»»
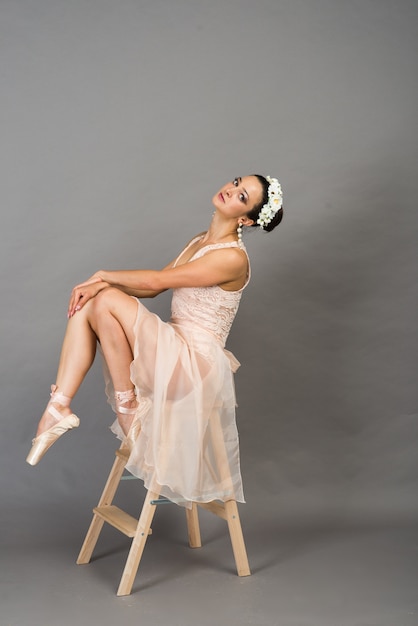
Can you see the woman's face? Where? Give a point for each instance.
(239, 196)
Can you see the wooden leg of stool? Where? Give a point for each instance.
(193, 527)
(237, 539)
(138, 545)
(105, 499)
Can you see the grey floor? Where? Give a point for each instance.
(308, 573)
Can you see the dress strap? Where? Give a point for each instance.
(187, 247)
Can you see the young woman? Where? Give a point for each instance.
(169, 383)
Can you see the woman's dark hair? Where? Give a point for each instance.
(253, 214)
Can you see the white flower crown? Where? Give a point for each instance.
(273, 204)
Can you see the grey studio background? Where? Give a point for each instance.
(119, 121)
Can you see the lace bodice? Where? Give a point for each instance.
(210, 308)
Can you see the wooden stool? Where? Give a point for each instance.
(139, 529)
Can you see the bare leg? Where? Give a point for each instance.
(109, 318)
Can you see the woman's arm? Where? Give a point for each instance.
(218, 267)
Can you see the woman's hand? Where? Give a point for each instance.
(84, 292)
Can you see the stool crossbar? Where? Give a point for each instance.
(139, 529)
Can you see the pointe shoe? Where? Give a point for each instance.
(44, 441)
(143, 404)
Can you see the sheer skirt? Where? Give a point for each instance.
(188, 447)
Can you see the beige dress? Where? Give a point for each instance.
(188, 448)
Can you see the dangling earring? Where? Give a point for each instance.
(239, 233)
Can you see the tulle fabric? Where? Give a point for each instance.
(188, 447)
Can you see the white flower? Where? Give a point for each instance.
(273, 204)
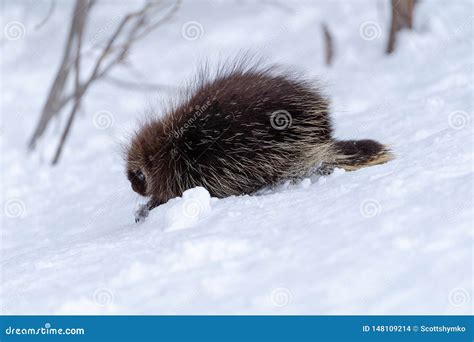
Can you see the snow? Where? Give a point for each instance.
(390, 239)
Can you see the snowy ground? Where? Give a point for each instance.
(390, 239)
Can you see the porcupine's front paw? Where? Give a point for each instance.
(141, 213)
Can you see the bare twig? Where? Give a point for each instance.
(328, 44)
(137, 86)
(133, 27)
(54, 100)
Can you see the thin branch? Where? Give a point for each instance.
(137, 86)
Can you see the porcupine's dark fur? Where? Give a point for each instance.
(243, 129)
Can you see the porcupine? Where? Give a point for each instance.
(246, 127)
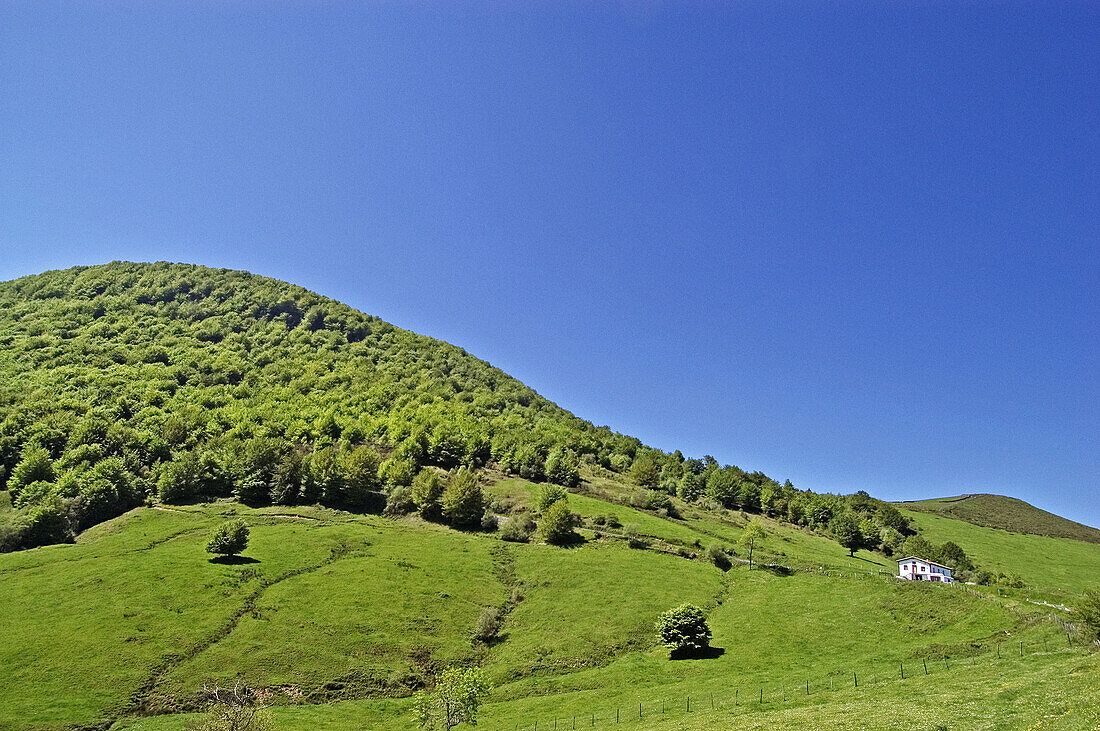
««
◆ What needs to be done ◆
In the answer, the lines from the one containing "Can you see the bare twig?" to the end of the records above must be written out exactly, both ends included; the pictures must not appear.

◆ Solution ◆
Can you see the bare twig? Where? Give a point for each instance.
(328, 44)
(137, 86)
(133, 27)
(54, 100)
Can you see the thin branch? Where? Give a point for each instance.
(137, 86)
Can you see the porcupine's dark fur? Where? Give a point for each instance.
(243, 129)
Can you see the porcupine? Where? Give a point for each instance.
(246, 127)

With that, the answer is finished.